◆ Exercise description
Rescale the rows from the line containing "the tree bark" through the final line of the rows, both ends included, and reproduce only those lines, requests and all. Multiply every answer coordinate by 1.15 and round to whole numbers with halves rounded up, leaving the request text and its sample coordinates unchanged.

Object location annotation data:
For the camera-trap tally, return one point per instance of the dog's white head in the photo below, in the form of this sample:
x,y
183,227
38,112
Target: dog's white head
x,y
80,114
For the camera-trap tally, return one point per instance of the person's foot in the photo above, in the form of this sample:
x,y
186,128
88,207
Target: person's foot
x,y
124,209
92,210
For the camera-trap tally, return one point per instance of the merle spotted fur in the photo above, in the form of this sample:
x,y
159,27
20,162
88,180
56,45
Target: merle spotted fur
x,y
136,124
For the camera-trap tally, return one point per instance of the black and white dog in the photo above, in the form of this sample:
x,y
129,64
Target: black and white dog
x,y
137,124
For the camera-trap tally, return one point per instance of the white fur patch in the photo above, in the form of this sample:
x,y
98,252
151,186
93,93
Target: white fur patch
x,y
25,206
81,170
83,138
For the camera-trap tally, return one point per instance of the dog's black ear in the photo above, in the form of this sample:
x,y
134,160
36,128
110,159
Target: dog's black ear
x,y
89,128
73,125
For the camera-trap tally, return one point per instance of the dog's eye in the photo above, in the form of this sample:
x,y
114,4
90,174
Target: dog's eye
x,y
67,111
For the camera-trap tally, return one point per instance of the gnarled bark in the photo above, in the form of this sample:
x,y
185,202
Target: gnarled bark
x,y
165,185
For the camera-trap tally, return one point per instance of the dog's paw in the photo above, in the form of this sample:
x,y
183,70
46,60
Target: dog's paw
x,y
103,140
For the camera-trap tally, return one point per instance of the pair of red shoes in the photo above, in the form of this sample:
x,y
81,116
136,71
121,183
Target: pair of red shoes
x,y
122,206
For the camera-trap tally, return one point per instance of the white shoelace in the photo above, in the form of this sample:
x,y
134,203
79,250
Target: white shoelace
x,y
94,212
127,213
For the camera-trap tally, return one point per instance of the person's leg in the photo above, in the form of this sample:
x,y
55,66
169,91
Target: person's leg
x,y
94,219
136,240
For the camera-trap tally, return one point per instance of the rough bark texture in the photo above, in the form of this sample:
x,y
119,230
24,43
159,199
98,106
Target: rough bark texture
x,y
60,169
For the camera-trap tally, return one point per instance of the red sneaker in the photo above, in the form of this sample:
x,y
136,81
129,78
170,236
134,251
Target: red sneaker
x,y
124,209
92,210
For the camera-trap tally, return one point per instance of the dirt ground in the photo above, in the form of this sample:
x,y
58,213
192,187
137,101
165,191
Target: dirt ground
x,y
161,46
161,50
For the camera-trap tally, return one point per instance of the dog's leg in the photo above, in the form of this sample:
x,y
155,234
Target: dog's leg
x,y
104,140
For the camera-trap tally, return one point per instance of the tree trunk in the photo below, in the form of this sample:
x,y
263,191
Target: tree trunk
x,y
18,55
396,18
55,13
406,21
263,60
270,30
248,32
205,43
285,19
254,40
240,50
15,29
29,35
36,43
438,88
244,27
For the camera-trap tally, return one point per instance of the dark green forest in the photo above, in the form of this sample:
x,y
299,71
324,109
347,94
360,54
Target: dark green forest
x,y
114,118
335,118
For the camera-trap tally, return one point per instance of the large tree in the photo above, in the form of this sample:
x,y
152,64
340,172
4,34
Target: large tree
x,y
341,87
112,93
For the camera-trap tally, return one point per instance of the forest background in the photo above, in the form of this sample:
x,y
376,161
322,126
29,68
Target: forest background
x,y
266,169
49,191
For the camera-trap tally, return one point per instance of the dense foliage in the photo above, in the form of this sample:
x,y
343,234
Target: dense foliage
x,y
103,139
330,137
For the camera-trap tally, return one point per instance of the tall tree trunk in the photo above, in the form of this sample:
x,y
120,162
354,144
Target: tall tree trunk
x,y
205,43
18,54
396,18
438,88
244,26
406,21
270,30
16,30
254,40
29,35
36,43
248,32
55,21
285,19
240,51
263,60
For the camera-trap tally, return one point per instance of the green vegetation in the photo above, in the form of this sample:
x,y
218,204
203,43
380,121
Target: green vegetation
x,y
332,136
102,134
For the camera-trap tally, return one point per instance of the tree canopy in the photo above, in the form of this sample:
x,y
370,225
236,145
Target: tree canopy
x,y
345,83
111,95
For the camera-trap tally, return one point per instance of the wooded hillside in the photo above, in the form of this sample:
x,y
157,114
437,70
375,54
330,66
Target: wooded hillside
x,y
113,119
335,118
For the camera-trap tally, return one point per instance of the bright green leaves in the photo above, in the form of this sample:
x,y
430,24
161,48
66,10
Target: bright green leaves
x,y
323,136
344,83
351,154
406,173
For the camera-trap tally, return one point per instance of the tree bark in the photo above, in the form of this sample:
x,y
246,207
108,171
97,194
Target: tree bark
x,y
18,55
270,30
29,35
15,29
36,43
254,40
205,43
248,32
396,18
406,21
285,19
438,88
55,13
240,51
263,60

◆ Task response
For the camera-trap tally, return one point per instance of the tree bark in the photo above, in the form of this sample:
x,y
246,207
108,171
97,194
Target: tree bark
x,y
21,63
311,35
33,40
17,33
41,49
292,46
236,49
285,37
455,21
467,24
328,22
504,101
63,15
276,59
302,69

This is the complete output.